Excerpt >>
With respect to damages, the trial court instructed the jury
with a modified version of CACI No. 3901 (introduction to tort
damages—liability established). The instruction included the
following verbatim portion of CACI No. 3901:
“The amount of damages must include an award for
each item of harm that was caused by Rite Aid
Corporation’s and Kien Chau’s wrongful conduct,
even if the particular harm could not have been
anticipated.”
In accordance with the Martinez II advice regarding the
instructions on noneconomic damages, the trial court instructed
the jury:
“Any noneconomic damages on the wrongful termination [in]
violation of public policy claim are to compensate Maria
Martinez for the harm caused by the termination of her
employment in August 2007.
“Any noneconomic damages awarded on the intentional
infliction of emotional distress claims are to compensate
Maria Martinez for the harm caused by the outrageous
9
conduct of Rite Aid employees, including Kien Chau, that
occurred between December 2006 and August 2007.

Set exercise >> From the excerpt on the damages instructions, extract word for word the passage that begins with the words "In accordance with" and stops after the words "and August 2007.".

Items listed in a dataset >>

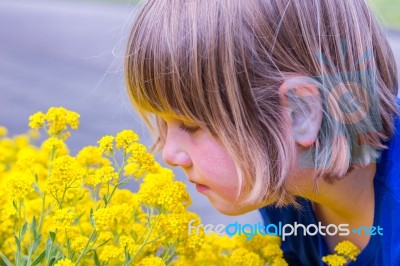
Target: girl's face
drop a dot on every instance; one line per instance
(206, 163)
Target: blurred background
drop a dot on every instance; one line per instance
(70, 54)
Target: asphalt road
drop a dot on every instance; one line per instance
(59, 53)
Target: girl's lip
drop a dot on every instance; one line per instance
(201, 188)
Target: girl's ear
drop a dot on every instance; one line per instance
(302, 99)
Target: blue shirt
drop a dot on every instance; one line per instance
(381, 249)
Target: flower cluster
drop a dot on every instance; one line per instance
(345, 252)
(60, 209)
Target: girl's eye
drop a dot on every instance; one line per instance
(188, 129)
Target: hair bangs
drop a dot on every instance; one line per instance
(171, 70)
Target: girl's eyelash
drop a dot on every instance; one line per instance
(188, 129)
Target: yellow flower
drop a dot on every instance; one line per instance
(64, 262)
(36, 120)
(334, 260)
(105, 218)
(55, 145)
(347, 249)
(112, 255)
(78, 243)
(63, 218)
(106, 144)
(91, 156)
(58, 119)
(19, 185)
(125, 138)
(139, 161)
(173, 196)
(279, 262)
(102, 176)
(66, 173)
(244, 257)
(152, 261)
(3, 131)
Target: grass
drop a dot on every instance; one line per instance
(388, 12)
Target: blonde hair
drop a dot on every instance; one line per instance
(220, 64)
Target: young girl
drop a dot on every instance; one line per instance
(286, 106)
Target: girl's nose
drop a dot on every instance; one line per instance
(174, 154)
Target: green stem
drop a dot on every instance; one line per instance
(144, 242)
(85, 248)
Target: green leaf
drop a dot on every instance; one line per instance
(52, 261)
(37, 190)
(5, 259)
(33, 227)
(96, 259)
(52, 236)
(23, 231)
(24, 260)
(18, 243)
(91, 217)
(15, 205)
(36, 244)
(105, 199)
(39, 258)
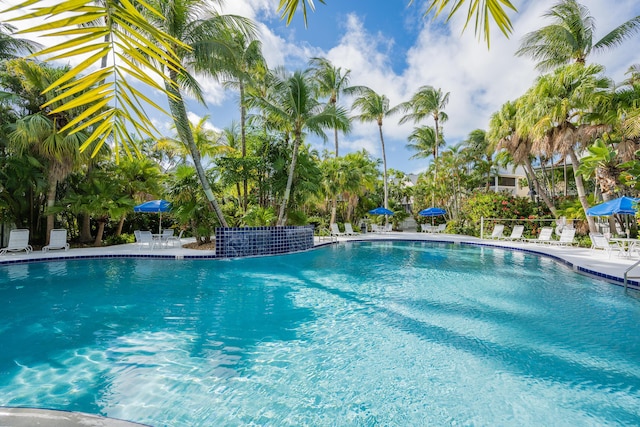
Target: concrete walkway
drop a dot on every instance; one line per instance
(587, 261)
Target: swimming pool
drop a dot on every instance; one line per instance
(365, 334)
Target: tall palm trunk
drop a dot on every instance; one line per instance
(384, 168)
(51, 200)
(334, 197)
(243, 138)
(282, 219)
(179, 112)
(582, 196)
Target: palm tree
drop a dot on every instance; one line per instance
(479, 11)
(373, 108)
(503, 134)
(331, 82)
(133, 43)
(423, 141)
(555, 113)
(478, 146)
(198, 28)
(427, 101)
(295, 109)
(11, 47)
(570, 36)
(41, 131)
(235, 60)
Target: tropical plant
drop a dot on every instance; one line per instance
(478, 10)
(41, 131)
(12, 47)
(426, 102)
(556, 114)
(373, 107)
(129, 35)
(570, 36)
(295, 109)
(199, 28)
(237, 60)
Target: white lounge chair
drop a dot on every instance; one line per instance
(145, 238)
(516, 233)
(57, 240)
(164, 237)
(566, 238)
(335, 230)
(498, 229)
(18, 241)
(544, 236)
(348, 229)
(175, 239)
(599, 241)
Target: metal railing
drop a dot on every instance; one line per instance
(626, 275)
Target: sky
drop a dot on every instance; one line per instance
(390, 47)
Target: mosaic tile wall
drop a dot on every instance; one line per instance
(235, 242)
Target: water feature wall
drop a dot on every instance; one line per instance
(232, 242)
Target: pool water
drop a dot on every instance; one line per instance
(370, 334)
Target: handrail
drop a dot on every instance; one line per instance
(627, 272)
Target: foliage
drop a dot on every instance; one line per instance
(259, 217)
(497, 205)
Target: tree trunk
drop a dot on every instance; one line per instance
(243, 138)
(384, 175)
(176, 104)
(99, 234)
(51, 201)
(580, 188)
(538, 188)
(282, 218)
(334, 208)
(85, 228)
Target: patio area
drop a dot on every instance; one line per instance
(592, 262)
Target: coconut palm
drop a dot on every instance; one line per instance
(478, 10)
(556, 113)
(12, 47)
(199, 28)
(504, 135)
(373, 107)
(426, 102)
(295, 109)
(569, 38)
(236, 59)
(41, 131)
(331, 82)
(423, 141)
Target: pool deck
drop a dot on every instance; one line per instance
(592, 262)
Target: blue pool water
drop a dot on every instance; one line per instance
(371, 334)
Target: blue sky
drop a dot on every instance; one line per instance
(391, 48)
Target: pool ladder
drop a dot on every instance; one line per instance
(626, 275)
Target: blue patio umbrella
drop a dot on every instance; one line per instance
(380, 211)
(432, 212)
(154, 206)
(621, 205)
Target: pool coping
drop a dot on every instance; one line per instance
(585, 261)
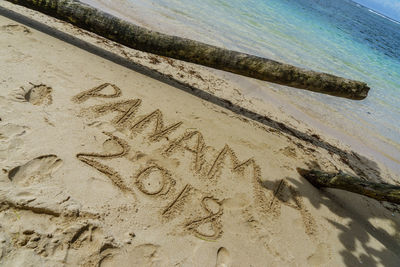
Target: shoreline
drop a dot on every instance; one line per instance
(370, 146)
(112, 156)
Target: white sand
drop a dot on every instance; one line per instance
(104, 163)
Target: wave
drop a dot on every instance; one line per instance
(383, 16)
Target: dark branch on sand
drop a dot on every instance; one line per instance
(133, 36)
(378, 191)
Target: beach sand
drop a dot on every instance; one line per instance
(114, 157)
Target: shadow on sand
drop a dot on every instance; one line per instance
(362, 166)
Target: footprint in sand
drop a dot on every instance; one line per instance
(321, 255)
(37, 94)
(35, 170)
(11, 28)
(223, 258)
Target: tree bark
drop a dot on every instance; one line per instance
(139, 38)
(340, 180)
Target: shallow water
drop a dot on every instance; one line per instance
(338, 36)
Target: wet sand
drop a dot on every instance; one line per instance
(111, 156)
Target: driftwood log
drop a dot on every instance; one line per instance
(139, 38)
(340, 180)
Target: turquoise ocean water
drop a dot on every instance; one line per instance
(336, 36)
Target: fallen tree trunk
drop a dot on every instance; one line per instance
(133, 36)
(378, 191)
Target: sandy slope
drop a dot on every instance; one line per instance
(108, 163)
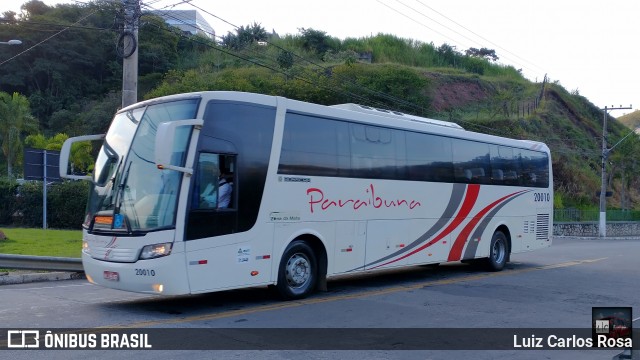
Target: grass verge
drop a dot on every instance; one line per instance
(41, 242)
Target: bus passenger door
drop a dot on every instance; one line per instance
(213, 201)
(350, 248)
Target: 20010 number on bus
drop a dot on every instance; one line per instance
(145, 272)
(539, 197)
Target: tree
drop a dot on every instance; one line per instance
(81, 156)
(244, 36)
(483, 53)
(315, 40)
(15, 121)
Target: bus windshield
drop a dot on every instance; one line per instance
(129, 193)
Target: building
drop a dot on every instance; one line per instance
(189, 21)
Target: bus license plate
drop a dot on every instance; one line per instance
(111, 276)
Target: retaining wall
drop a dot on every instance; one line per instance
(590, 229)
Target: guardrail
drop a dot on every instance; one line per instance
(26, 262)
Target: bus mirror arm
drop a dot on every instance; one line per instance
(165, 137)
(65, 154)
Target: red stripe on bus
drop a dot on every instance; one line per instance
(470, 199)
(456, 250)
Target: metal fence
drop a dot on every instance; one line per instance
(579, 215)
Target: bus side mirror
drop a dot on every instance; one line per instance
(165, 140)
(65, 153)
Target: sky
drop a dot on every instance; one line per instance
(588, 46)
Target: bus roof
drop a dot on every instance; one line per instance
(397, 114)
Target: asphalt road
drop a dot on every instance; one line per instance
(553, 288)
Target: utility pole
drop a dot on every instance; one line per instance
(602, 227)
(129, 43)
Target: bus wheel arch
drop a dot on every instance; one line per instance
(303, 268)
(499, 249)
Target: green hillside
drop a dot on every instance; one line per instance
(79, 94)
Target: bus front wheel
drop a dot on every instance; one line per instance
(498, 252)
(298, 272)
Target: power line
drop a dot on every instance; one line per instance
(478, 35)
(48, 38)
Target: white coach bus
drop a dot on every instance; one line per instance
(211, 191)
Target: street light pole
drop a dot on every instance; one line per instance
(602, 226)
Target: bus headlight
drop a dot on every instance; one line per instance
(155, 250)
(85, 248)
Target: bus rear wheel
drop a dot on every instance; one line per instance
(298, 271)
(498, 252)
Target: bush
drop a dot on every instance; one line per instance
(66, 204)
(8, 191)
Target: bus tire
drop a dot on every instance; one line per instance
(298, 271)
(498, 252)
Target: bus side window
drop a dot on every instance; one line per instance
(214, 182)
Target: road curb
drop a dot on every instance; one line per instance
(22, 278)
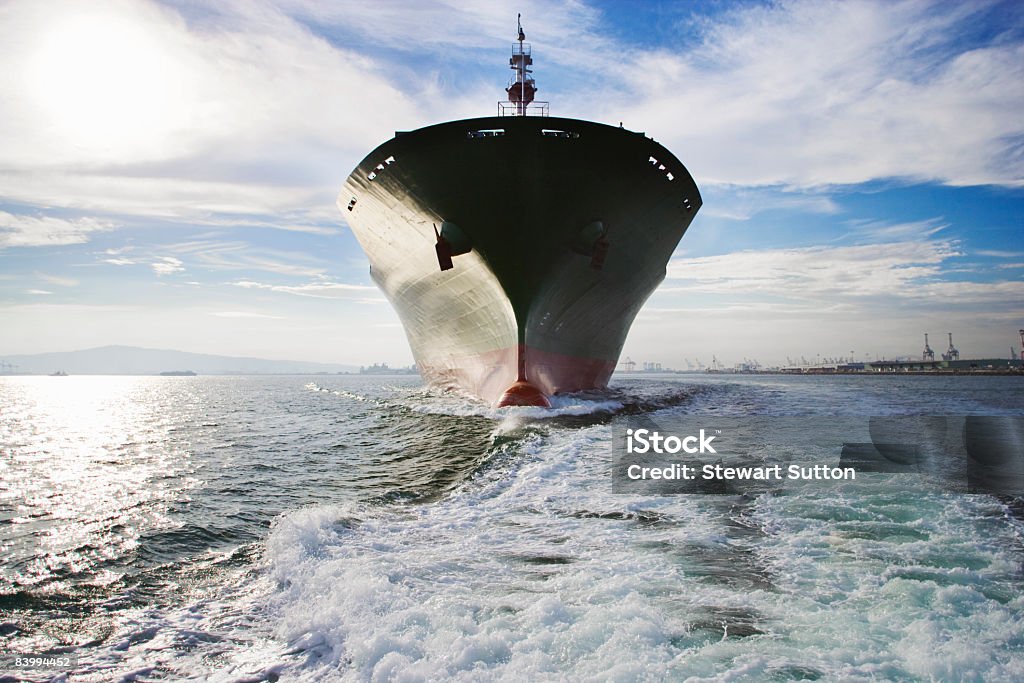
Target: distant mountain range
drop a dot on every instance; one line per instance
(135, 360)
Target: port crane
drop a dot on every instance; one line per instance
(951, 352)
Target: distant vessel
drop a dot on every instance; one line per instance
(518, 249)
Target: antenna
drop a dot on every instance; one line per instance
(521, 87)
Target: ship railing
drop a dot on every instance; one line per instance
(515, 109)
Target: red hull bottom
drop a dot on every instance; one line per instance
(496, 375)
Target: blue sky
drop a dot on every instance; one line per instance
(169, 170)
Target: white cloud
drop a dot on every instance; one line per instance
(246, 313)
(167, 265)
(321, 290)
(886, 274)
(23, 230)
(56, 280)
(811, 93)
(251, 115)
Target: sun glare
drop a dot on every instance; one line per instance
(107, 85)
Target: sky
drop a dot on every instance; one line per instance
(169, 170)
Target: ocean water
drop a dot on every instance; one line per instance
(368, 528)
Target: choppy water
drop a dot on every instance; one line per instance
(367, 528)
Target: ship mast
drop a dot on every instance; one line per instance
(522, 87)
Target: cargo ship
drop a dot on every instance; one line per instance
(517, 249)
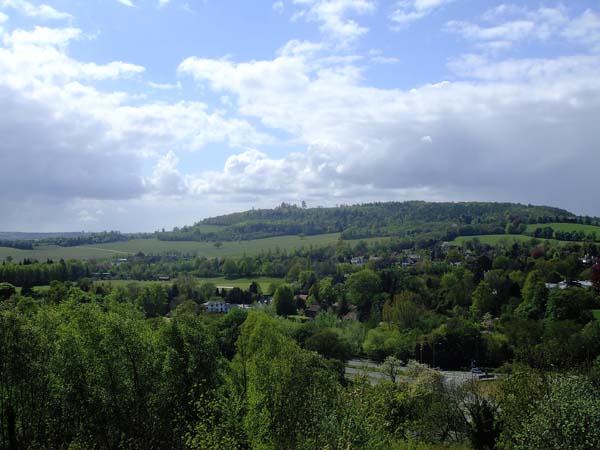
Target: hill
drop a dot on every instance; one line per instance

Exercise output >>
In accordance with the Martinez II advice regarding the
instructions on noneconomic damages, the trial court instructed
the jury:
“Any noneconomic damages on the wrongful termination [in]
violation of public policy claim are to compensate Maria
Martinez for the harm caused by the termination of her
employment in August 2007.
“Any noneconomic damages awarded on the intentional
infliction of emotional distress claims are to compensate
Maria Martinez for the harm caused by the outrageous
9
conduct of Rite Aid employees, including Kien Chau, that
occurred between December 2006 and August 2007.